WHAT YOU NEED TO DO: Every entry in the listing is to be reproduced exactly.

INPUT DATA:
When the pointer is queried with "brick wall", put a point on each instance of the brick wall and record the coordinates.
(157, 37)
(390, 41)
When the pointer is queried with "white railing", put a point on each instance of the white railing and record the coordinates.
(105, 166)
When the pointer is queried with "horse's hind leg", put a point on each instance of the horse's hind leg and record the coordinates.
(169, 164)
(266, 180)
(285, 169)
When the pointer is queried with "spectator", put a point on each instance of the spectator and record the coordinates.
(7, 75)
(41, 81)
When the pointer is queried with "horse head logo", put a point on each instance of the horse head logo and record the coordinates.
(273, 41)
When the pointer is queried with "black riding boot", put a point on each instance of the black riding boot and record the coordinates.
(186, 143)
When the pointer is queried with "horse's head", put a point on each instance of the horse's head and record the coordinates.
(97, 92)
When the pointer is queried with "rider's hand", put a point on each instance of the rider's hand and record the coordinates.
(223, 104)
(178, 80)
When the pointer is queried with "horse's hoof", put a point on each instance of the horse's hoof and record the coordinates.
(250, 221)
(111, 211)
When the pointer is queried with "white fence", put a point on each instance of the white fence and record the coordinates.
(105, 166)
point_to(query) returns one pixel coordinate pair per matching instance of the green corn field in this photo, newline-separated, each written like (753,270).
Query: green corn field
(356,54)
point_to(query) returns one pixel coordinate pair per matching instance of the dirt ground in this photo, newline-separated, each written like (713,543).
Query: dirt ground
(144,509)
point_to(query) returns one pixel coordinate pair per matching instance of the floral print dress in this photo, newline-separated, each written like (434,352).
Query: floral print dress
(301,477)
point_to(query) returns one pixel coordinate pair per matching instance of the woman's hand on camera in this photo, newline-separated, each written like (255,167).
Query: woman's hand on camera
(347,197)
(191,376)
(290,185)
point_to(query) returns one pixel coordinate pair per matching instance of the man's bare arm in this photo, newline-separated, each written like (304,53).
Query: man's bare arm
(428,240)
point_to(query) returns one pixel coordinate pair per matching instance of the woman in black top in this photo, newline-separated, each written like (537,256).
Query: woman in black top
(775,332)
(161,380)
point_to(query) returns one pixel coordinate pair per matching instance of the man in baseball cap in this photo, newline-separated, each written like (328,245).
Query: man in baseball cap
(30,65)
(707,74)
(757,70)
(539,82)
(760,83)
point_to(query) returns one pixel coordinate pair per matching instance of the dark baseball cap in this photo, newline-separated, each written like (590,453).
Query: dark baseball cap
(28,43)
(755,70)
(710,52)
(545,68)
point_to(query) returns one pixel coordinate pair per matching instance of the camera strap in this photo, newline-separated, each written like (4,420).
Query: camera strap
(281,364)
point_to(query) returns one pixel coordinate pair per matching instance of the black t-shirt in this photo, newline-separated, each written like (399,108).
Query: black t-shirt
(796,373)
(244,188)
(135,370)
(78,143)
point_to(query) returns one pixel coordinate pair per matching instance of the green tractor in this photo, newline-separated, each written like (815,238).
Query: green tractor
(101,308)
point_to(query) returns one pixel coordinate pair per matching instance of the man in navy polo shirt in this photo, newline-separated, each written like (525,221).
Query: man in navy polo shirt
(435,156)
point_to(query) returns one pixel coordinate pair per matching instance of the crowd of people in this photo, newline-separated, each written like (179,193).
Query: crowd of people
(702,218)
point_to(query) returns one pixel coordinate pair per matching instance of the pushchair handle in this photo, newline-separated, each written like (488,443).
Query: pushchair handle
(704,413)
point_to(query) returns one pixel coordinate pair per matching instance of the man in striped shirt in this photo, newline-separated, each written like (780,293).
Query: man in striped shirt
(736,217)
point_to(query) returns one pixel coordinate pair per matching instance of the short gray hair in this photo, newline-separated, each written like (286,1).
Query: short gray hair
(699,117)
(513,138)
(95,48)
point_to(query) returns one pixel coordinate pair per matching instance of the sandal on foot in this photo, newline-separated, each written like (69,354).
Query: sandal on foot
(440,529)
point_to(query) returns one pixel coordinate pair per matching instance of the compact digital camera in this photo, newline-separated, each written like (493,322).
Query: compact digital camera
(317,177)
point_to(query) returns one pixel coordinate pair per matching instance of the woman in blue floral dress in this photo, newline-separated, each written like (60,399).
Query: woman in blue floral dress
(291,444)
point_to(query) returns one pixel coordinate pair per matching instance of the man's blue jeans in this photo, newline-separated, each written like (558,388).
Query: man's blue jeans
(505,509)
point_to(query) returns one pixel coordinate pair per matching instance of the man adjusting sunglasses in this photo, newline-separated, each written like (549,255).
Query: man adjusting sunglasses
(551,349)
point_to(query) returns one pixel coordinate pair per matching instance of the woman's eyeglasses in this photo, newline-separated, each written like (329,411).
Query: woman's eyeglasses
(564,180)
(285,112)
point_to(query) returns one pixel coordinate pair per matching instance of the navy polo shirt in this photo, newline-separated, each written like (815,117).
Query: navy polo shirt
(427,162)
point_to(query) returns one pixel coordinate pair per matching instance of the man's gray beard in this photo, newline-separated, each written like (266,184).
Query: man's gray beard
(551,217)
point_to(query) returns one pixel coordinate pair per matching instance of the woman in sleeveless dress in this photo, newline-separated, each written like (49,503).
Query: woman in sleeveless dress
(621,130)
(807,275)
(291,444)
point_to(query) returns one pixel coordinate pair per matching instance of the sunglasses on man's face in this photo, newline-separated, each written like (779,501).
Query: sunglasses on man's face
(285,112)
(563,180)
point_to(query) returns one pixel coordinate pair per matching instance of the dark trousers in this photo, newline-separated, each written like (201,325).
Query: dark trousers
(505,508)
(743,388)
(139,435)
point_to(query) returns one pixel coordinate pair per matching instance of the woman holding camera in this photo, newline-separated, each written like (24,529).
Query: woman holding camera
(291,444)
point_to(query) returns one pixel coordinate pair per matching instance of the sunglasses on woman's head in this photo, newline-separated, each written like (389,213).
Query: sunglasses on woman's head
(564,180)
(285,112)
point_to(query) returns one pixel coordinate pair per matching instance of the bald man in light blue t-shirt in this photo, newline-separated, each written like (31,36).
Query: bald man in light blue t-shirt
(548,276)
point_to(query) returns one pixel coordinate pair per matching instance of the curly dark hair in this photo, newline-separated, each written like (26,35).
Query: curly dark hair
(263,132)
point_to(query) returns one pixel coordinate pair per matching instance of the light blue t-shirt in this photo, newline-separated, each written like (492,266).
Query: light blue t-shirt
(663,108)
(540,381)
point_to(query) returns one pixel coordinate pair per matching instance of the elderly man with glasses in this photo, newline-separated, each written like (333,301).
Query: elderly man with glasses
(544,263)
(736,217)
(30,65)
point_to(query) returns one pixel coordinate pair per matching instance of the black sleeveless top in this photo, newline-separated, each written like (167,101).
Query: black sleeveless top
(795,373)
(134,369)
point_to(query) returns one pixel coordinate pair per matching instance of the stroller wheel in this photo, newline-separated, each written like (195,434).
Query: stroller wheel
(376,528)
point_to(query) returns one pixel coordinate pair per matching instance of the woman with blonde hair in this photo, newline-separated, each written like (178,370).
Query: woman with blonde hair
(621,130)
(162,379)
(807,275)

COMPLETED EXERCISE:
When the pointer is queried with "brick wall", put a point on each instance of the brick wall and record the coordinates.
(157, 37)
(390, 41)
When the pointer is queried with "white railing", put a point on each instance of the white railing and record the coordinates.
(105, 166)
When the pointer is queried with "horse's hind leg", put a point on each instance of the horse's hind leg and record the coordinates.
(169, 164)
(266, 180)
(285, 169)
When the pointer is queried with "spectator", put a point on each instance of the spectator and record the coordinates.
(7, 75)
(41, 81)
When the pointer is queried with "horse head logo", put a point on each instance of the horse head logo and record the coordinates.
(273, 41)
When the pointer is queried with "black riding boot", put a point on each instance of the black riding boot and record the coordinates.
(186, 143)
When the pointer is queried with "horse's head", put a point on each instance of the horse's head and record the coordinates.
(97, 92)
When the pointer is queried with "rider's hand", put a point on each instance of the rider's hand and record the coordinates.
(223, 104)
(178, 80)
When the pointer is queried with "horse's hoof", put a point on each instance of the horse's hoof and record the coordinates.
(250, 221)
(111, 211)
When the pointer is queried with "white fence", put a point on each instance of the white fence and record the coordinates.
(105, 166)
point_to(query) returns one pixel coordinate pair per matching instance of the green corn field in this photo, newline-separated, each written like (753,270).
Query: green corn field
(356,54)
point_to(query) returns one pixel coordinate pair per matching instance of the dirt ground in this photo, newline-separated, each written like (713,543).
Query: dirt ground
(144,509)
point_to(query) returns one pixel coordinate pair per matching instance of the floral print dress in this photo, newline-separated, each written like (434,352).
Query: floral print dress
(301,477)
point_to(query) returns one pixel coordinate pair per matching instance of the woman's hand on camera in this photo, newline-separated, each written like (255,167).
Query: woman's hand on camera
(347,197)
(191,376)
(290,185)
point_to(query) returns one pixel coordinate pair per matching instance of the man's bare arm in this photo, newline-separated, each written like (304,53).
Query: man's bare arm
(428,240)
point_to(query) returns one pixel coordinate pair per matching instance of the woman in black top in this photo, newline-separated, each written like (537,256).
Query: woman in black top
(775,332)
(161,380)
point_to(query) returns one pixel coordinate pair per matching instance of the man in baseball cap in this photo, newline-separated, each written like (328,245).
Query: man in baseball cap
(30,65)
(707,74)
(757,70)
(539,82)
(760,83)
point_to(query) returns one pixel coordinate pair per matching instance of the dark baseball cap in this photo, newline-separated, each written like (590,453).
Query: dark baseball cap
(28,43)
(755,70)
(710,52)
(545,68)
point_to(query) returns one pixel coordinate pair per matching instance of the camera strap in this photo, newline-separated, each written like (4,420).
Query: camera strap
(281,364)
point_to(query) returns one pixel coordinate pair per matching instance of the black t-shirt in this photo, newline-separated, each written like (399,108).
Query: black t-shirt
(796,373)
(244,188)
(135,370)
(78,143)
point_to(query) returns one pixel coordinate pair per matching instance of the green tractor in this photo, newline-separated, each written like (815,238).
Query: green tractor
(101,308)
point_to(query) returns one pixel coordinate pair per matching instance of the man in navy polo shirt in this photo, newline-separated, each written like (525,221).
Query: man in navy polo shirt
(435,156)
point_to(query) returns one pixel coordinate pair per matching instance of the crowd of people in this photo, newline-separated, each written like (179,193).
Query: crowd of people
(702,218)
point_to(query) returns one pixel coordinate pair per matching instance of the pushchair handle in this photo, newline-separated, each written like (488,443).
Query: pushchair handle
(704,413)
point_to(query) returns one pixel coordinate pair per matching instance of the man in striped shirt in this photo, newline-separated, each written like (780,293).
Query: man in striped shirt
(736,217)
point_to(query) returns one pixel coordinate pair per matching instance of the short gray hair in this photo, newline-separated, each written like (286,1).
Query: short gray hair
(699,117)
(513,138)
(95,48)
point_to(query) returns one pixel coordinate pair per matching instance of the sandal on foot in this photo, newline-separated, each written like (69,354).
Query: sandal on foot
(440,529)
point_to(query) returns one pixel coordinate pair per matching instance of the compact digital camera in this photo, newline-separated, each written like (493,322).
Query: compact digital camera
(317,177)
point_to(query) returns one pixel coordinate pair per matching instance of the woman in blue floral dress in this photo, newline-separated, each written like (60,399).
Query: woman in blue floral dress
(291,444)
point_to(query) returns one pixel coordinate pair per matching instance of the man's blue jeans in this photo, newline-separated, each written like (558,388).
Query: man's blue jeans
(505,509)
point_to(query) returns one pixel coordinate pair per matching instance of the man adjusting sunglasses in this photo, newline-separated, each written like (549,255).
Query: man adjusting sunglasses
(551,349)
point_to(query) returns one pixel coordinate pair per matching instance of the woman's eyeglasses in this photo, newline-separated, each written like (329,411).
Query: woman's eyeglasses
(564,180)
(285,112)
point_to(query) returns one pixel coordinate pair per matching instance of the navy polo shirt in this photo, newline-separated, each written like (815,117).
Query: navy polo shirt
(427,162)
point_to(query) returns one pixel coordinate pair per matching instance of the man's gray beard in this photo, newline-separated, each written like (266,184).
Query: man's gray beard
(551,217)
point_to(query) returns one pixel coordinate pair per matching instance of the woman in sleeveless dress in this photo, newline-separated, each written like (49,503).
Query: woman in sleeveless dress
(621,130)
(807,275)
(291,444)
point_to(query) returns one pixel coordinate pair per matching instance of the sunglasses on man's face in this photo, newline-separated, each written like (779,501).
Query: sunglasses on man's face
(285,112)
(563,180)
point_to(query) returns one pixel coordinate pair per matching instance of the dark trousers in this photo, newline-separated, each written like (201,325).
Query: dark trousers
(505,508)
(743,388)
(139,435)
point_to(query) returns one pixel coordinate pair per matching instance of the woman holding camera in this photo, newline-separated, each written like (24,529).
Query: woman holding camera
(291,444)
point_to(query) returns one pixel coordinate pair per matching instance of the sunglasses on woman's head in this photo, newline-separated, each written like (389,213).
Query: sunglasses on woman's head
(564,180)
(285,112)
point_to(query) returns one pixel coordinate pair per matching instance of the bald man in light blue t-shirt in this photo, newline-separated, each written like (31,36).
Query: bald man in light blue t-shirt
(548,276)
point_to(query) returns one pixel coordinate pair per matching instance of the curly dark hair in this photo, newline-separated, each written like (26,35).
Query: curly dark hair
(263,132)
point_to(query) returns one pixel coordinate pair per matching instance of the light blue t-shirt in this photo, newline-separated, each written like (492,266).
Query: light blue t-shirt
(663,108)
(540,381)
point_to(query) returns one pixel coordinate pair per matching instance of the elderly man with glasses in this photo, newline-separated, each written like (333,301).
Query: elderly man with glasses
(544,263)
(736,217)
(30,65)
point_to(query) returns one pixel coordinate pair per matching instance of the black sleeveless top in this photo, newline-separated, each written like (167,101).
Query: black sleeveless top
(795,373)
(134,369)
point_to(query) returns one pixel coordinate pair per matching instance of the stroller wheel in this photo, newline-separated, each written like (195,434).
Query: stroller wheel
(376,528)
point_to(query) returns one pixel coordinate pair per matching instance of the woman with blonde hair in this photo, newline-separated, each written like (178,370).
Query: woman with blonde hair
(621,130)
(162,379)
(807,275)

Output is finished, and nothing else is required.